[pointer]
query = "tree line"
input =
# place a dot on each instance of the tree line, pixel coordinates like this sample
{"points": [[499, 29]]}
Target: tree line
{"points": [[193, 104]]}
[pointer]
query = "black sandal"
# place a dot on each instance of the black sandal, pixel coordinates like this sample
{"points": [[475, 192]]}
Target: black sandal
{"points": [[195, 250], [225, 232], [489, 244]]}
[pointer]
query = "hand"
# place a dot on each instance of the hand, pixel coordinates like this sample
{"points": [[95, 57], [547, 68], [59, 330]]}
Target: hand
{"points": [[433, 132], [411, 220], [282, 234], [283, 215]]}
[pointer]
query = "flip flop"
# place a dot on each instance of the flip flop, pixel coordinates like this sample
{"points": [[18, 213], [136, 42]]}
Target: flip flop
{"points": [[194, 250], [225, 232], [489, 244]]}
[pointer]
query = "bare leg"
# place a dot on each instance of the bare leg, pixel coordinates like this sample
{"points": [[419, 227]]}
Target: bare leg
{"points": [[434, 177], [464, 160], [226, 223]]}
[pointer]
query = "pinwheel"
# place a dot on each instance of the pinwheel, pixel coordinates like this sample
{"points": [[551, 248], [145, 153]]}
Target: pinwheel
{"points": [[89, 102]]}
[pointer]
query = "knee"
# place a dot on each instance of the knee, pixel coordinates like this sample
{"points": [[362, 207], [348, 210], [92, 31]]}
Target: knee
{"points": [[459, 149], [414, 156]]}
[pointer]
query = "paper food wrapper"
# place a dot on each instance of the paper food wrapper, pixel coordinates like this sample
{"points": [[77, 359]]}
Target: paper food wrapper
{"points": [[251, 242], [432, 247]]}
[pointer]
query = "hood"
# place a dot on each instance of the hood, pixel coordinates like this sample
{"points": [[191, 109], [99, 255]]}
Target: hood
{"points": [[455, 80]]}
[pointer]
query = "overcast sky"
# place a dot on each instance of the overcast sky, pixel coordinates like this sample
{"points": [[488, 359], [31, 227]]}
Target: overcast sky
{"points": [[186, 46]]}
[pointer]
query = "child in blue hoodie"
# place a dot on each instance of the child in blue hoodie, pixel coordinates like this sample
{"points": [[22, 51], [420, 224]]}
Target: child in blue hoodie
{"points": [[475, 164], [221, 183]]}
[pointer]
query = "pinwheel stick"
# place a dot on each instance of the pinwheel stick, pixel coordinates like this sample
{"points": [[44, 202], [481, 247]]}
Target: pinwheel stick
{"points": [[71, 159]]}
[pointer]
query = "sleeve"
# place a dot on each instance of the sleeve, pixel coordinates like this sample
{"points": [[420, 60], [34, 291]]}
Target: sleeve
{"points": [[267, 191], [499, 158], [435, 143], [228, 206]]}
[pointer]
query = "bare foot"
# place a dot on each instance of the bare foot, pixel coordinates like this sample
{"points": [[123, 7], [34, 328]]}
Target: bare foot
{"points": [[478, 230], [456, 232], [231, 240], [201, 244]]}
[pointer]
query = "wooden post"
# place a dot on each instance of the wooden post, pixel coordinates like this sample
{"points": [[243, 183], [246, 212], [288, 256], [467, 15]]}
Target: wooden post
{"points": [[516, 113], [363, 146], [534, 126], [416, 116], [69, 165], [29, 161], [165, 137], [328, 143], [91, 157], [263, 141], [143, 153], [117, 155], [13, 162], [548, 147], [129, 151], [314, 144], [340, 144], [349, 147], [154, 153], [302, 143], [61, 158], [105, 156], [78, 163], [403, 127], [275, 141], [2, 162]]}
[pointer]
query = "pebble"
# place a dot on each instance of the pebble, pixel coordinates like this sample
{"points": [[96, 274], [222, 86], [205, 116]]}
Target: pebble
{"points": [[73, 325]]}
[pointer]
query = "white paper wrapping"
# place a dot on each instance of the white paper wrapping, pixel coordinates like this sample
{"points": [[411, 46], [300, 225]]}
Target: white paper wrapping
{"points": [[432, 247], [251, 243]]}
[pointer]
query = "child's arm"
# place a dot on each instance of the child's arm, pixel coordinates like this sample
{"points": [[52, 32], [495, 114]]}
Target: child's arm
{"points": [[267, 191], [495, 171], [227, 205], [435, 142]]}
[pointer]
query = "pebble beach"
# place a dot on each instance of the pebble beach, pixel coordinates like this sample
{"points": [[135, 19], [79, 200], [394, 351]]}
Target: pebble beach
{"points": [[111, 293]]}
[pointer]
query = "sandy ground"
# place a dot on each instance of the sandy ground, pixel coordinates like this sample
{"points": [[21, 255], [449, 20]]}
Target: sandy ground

══════════

- **TRY IT**
Where does the word "sandy" appear in the listing above? Copy every line that holds it.

- **EXERCISE ANSWER**
query = "sandy ground"
# place a dot on each instance of the sandy ground, pixel coordinates like this sample
Target: sandy ground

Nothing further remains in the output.